(Yes, I’m ditching the one-word post titles.)
There’s usually a story like this every December. This year, the Daily Telegraph reports that Australian astronomer Dave Reneke has calculated that Jesus was born on 17th June, 2 BC. I expect the science is all right, but what I do know is that the integration with the Bible – much vaunted in the article – is flawed.
Like Reneke, I don’t see this as undermining faith, but as boosting it – if only the theological side were right. It has long been suggested that the star the Magi followed was some kind of planetary conjunction, so to posit such an event between Venus and Jupiter in the night skies over Palestine at around the right time is nothing new.
My problem comes in making an assumption about dating Jesus’ birth from it. The article claims (without substantiation) that the best guesses for Jesus’ birth are in the 3 BC to 1 AD region. This surprised me, but perhaps scholarship has moved on from what I previously learnt, where a date nearer 6 BC was thought likely. However, the real fault is using the appearance of the star as a marker for the actual birth.
Why? Well, it’s interesting that Mr Reneke claims to work from Matthew’s Gospel, which tells the story of the Magi. He wrongly assumes they arrive (just like children’s nativity plays) at the time of the birth, along with the shepherds. You’ve seen the tableaux of a crowded manger scene, you know what I mean.
However, there is clear evidence in Matthew 2 that the Magi arrive later. First of all, in the Greek Jesus is no longer described as a baby but as a young child – a toddler, perhaps. Moreover, when Herod the Great hears about the birth of a new ‘King of the Jews’, his psychopathic order is to slaughter all boys in Bethlehem under the age of two. It fits with the thought that Jesus had not been born in the immediately preceding time to the Magi’s arrival.
Others add further evidence that I don’t find convincing. They point out that in Matthew, Jesus, Mary and Joseph are now living in a house, not at the back of an inn, as when he was born, according to Luke. This implies they have moved on to a home, probably belonging to one of Joseph’s relatives. This evidence is unnecessary and also flawed. As Kenneth Bailey pointed out many years ago, Luke doesn’t use the Greek word for ‘inn’ in chapter 2 of his Gospel – he uses that later, when he recounts the Parable of the Good Samaritan. The word in chapter 2 isn’t the normal one for ‘house’ either, but it is more likely meant to be that, given the importance of hospitality in the culture. It would have been unthinkable for Joseph’s family not to put up him and his pregnant wife, even if it meant sharing the space with the family animals. It then appears from Matthew 2 that they remain there for a considerable season after the birth, rather than moving in with the relatives from a commercial inn. I suspect the KJV translators were too enamoured with the coaching inns of their day, and it became a traditional English translation.

........

→ Exercise set
a – In the post on dating Jesus' birth, what birth date does astronomer Dave Reneke calculate?
b – Continue the post on dating Jesus' birth from the point where it stops.
The items that follow have no connection to the post on dating Jesus' birth.

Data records
........

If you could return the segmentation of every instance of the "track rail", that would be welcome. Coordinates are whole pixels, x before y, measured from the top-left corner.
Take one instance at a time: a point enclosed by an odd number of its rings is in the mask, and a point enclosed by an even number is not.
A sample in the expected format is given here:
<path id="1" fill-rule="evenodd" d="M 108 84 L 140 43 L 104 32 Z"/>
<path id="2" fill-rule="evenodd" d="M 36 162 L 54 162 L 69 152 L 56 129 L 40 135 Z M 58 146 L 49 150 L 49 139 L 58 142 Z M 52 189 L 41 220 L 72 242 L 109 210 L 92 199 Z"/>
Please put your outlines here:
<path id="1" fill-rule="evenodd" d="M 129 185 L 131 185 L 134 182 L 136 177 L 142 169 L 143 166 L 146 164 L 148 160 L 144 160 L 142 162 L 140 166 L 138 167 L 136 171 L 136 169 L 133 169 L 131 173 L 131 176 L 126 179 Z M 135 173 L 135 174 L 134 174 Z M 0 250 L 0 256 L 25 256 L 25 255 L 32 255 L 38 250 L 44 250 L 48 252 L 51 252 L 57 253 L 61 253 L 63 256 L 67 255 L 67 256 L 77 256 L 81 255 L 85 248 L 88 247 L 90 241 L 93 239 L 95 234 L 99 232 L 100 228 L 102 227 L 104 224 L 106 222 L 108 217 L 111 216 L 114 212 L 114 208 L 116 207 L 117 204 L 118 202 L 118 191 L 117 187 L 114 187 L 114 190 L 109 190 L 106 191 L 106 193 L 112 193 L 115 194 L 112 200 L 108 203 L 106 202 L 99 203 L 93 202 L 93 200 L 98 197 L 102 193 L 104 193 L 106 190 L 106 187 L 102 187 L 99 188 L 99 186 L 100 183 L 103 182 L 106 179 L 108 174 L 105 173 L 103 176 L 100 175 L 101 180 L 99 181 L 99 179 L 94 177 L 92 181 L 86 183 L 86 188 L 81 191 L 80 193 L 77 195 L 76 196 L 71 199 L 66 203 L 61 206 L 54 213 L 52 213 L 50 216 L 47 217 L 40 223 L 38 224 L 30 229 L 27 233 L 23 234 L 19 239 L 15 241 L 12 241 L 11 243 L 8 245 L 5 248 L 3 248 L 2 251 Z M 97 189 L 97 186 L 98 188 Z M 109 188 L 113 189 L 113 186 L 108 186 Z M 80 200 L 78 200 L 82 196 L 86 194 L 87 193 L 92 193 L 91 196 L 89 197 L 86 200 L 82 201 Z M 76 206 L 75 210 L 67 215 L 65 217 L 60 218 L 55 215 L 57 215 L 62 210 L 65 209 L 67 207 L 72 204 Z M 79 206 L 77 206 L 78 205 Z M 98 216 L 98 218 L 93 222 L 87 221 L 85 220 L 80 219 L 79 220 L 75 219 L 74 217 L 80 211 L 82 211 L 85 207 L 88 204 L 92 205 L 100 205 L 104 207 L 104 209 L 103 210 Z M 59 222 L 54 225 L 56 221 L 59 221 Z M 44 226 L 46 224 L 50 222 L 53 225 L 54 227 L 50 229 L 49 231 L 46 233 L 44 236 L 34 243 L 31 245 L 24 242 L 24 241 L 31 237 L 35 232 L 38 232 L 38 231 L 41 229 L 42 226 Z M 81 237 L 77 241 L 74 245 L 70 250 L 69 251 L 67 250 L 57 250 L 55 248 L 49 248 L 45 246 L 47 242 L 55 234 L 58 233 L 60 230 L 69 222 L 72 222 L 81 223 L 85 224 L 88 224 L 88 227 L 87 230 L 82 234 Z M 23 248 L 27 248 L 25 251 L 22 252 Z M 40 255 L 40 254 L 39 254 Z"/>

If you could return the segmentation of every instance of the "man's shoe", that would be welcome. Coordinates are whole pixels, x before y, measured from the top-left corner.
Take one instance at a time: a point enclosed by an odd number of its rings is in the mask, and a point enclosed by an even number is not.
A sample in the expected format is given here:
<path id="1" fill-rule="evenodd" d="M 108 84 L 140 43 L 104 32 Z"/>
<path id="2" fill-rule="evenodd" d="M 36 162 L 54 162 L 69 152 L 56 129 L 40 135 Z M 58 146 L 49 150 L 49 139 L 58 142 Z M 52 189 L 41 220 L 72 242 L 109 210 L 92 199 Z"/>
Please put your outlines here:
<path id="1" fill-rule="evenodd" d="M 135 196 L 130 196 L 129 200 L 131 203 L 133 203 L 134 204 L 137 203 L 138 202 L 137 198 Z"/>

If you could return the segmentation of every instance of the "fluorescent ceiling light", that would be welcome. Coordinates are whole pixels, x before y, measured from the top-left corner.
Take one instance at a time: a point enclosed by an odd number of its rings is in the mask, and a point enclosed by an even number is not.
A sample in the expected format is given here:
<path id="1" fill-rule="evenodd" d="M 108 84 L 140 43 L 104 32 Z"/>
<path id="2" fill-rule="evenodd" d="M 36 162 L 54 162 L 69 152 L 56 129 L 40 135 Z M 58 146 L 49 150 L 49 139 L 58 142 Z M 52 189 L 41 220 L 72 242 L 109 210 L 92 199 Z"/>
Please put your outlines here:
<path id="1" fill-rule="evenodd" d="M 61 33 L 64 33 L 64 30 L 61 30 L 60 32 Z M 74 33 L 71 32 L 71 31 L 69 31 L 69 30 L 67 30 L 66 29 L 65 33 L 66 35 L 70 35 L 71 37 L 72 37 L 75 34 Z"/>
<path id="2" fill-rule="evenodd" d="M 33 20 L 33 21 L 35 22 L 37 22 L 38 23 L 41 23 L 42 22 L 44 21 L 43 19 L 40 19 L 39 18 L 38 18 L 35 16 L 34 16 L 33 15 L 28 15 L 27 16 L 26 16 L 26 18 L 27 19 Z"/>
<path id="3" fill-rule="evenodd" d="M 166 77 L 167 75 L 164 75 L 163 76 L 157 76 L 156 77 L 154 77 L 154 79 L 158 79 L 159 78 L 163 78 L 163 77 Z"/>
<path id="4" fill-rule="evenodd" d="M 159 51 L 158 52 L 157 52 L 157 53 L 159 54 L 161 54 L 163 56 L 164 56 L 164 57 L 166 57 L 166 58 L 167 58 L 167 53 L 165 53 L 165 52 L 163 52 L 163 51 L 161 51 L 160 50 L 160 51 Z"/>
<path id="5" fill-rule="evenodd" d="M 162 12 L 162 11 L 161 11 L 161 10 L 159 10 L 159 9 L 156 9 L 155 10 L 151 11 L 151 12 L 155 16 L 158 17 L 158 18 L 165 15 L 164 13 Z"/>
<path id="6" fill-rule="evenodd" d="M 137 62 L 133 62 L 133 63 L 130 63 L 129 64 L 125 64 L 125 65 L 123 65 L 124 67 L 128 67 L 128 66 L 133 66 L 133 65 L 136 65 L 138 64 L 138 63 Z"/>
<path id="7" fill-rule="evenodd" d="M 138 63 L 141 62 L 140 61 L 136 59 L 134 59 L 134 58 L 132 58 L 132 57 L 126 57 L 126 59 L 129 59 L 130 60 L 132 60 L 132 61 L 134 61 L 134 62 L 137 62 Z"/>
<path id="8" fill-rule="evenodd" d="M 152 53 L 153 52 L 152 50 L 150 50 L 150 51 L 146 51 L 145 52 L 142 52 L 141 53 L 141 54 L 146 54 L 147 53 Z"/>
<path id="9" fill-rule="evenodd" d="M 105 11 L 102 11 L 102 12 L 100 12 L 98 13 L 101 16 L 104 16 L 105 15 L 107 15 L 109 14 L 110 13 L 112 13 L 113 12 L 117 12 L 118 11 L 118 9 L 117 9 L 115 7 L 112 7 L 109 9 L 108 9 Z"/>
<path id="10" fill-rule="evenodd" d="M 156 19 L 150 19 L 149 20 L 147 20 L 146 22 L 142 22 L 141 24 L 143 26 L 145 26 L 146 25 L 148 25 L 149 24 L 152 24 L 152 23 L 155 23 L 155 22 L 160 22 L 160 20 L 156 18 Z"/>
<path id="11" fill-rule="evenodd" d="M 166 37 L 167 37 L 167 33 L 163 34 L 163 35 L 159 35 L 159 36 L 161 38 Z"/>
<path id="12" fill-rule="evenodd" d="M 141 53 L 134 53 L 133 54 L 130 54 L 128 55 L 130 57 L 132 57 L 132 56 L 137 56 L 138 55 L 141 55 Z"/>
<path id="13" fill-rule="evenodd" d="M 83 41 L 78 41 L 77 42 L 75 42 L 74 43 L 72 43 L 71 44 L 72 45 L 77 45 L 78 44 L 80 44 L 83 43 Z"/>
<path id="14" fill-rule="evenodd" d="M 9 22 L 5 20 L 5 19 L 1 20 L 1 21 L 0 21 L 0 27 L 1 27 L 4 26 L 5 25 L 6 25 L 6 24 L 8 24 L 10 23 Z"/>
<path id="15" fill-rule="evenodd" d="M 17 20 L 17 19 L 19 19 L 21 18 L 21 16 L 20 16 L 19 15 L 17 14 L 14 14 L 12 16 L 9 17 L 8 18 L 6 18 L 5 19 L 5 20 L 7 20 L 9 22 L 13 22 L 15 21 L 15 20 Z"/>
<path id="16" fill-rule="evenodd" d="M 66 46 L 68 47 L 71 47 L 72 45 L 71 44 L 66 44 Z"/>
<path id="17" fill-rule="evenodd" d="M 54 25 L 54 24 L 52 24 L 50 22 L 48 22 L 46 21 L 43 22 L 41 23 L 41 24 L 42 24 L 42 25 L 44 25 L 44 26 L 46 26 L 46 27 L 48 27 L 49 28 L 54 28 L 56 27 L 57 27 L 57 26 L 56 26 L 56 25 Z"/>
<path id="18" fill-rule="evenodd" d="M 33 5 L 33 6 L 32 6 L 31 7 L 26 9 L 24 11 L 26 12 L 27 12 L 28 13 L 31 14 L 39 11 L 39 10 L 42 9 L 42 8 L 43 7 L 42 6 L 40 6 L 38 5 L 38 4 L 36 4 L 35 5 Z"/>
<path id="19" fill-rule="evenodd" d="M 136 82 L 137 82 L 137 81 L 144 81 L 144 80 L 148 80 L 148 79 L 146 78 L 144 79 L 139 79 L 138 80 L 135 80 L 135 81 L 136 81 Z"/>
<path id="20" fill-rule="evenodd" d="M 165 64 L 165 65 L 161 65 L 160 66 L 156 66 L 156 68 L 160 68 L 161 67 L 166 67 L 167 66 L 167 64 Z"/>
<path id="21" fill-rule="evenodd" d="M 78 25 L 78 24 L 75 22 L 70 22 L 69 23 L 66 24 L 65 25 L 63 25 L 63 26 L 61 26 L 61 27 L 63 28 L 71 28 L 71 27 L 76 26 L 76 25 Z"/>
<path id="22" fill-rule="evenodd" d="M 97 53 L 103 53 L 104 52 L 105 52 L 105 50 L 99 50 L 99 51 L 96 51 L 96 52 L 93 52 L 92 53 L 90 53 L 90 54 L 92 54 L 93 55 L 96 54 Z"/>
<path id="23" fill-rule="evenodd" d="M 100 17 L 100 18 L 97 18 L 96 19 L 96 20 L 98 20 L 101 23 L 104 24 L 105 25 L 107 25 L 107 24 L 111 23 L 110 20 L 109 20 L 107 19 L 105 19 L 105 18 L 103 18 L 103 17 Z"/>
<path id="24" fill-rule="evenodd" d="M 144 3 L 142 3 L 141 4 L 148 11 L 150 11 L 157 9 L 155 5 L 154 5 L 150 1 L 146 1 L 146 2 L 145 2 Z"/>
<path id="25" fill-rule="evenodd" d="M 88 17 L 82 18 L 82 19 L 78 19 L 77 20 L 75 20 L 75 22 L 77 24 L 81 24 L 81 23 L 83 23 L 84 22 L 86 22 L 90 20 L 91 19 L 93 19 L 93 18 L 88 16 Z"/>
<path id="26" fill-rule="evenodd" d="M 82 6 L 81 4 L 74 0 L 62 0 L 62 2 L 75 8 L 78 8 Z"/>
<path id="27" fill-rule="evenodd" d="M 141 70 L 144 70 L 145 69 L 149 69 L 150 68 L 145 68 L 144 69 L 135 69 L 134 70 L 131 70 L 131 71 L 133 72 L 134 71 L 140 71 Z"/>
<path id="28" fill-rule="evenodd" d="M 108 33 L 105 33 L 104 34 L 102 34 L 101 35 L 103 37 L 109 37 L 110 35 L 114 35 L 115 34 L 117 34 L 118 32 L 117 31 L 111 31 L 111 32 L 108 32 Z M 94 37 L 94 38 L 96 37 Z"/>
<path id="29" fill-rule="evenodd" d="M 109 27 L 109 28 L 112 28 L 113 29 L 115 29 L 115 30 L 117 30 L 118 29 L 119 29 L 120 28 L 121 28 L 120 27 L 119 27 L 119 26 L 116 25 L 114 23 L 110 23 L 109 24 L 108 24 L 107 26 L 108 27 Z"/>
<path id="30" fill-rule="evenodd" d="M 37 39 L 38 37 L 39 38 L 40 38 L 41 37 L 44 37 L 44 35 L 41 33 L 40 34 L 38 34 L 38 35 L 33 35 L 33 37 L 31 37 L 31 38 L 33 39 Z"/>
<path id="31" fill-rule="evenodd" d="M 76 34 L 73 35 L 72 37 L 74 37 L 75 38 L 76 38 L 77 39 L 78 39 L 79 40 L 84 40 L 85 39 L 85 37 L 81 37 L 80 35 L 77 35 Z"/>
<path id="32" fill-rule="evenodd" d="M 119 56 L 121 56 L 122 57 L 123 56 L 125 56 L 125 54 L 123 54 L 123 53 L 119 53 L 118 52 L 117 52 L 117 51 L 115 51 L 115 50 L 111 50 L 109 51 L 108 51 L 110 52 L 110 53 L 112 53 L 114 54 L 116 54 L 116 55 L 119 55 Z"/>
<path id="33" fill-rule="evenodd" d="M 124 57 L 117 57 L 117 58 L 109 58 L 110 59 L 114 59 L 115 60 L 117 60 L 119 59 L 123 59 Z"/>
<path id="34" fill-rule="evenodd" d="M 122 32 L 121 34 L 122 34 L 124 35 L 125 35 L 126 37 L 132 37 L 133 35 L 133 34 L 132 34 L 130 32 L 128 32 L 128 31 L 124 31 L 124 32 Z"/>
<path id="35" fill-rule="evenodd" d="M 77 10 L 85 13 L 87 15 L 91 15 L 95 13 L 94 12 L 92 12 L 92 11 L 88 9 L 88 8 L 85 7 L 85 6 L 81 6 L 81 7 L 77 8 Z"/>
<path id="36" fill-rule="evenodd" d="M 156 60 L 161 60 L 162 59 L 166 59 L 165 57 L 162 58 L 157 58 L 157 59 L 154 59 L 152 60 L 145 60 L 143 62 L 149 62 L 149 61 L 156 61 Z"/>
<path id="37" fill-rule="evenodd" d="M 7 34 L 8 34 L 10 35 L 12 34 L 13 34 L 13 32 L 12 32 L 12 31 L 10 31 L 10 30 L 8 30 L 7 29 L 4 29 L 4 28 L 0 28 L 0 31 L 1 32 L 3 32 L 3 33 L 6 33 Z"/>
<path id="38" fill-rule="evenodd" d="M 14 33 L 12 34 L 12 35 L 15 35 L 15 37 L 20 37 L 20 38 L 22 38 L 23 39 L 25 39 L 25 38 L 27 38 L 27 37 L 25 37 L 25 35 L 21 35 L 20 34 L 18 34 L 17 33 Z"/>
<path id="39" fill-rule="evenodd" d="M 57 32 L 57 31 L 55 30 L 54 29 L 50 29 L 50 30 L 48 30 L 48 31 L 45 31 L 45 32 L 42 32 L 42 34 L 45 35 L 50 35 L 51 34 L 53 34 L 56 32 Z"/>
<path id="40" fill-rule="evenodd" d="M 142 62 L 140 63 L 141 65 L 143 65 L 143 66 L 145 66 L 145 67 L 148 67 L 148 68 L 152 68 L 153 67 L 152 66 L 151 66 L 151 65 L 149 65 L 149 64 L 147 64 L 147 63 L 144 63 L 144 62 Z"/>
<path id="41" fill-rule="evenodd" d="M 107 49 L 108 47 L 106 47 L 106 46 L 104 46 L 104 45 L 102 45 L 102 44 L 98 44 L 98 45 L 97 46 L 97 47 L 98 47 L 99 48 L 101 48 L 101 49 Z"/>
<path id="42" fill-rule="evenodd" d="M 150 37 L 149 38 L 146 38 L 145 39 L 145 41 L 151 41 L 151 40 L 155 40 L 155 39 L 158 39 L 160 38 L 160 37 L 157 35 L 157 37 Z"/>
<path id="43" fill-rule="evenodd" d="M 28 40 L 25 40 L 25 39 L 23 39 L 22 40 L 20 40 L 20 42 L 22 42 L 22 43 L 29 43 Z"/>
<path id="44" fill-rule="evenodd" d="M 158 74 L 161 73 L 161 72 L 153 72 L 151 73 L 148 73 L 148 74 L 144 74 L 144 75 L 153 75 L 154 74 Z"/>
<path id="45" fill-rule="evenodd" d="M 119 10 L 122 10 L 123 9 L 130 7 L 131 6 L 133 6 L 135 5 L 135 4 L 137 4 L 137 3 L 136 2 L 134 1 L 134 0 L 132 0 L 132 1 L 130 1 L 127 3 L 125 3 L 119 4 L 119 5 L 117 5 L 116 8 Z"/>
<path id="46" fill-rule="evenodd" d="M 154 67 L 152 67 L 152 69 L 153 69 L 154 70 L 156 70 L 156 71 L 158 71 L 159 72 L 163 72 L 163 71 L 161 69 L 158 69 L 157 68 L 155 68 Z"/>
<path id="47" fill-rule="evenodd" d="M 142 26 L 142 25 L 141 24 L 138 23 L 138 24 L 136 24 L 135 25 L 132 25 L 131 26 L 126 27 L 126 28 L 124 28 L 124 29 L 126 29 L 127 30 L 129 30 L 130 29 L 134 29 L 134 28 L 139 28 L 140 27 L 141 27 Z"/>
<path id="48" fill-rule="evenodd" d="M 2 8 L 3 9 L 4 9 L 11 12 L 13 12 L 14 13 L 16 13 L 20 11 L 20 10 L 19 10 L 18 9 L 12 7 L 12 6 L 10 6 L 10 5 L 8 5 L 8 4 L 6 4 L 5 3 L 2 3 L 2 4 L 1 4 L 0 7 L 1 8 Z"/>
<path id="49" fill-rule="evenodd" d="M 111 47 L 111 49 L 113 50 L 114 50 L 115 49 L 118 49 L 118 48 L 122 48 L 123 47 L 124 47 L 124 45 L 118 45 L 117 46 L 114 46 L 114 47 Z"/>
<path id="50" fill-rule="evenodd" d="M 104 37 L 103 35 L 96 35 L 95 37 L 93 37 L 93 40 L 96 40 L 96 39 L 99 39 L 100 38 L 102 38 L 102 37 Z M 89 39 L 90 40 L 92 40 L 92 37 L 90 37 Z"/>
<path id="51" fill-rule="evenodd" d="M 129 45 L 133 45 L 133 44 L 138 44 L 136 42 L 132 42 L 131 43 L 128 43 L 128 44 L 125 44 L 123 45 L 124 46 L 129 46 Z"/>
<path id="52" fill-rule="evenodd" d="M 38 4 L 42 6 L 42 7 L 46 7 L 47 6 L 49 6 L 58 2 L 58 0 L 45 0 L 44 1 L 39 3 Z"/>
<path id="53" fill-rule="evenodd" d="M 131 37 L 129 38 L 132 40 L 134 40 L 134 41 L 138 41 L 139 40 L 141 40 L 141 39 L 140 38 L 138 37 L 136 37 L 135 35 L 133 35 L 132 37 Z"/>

........

→ Responses for each task
a – 17th June, 2 BC.

b –
But either way, I am convinced Jesus was more like a toddler by the time the Magi arrived. Dave Reneke may put the conjunction at 17 June 2 BC, but that theologically presupposes a birth a year or two earlier than that. If the science is right, then my old 6 BC date is out of the window – although one would need to bear in mind what we know about the regularity of the Roman taxation census every fourteen years, so I’m not ready to ditch it completely yet.
The real problem with the findings and the reporting of the research is a failure of dialogue between science and theology. The last thing I would do is question Reneke’s credibility as an astronomer, and I have no problem whatsoever with his motives. However, a little conversation with a New Testament scholar would have got us away from sensational claims about finding Jesus’ date of birth. We know it wasn’t 25th December, but Reneke’s research brings us no nearer knowing the actual date.
Worse than this – and this is not Reneke’s fault – is a glaring example of dumbing-down in the Telegraph. It’s a newspaper that usually rails against such attitudes, but the article contains a terrible example of it. Paragraph 3 reads:
If the team is correct, it would mean Jesus was a Gemini, not a Capricorn as previously believed.
Oh, spare me. Not only does this pander to contemporary credulity about astrology, it also risks the popular idiocy of muddling astronomy and astrology. My father reads the Telegraph. He is a member of the British Astronomical Association. If he has seen this piece, he will suddenly find himself in need of medication for hypertension.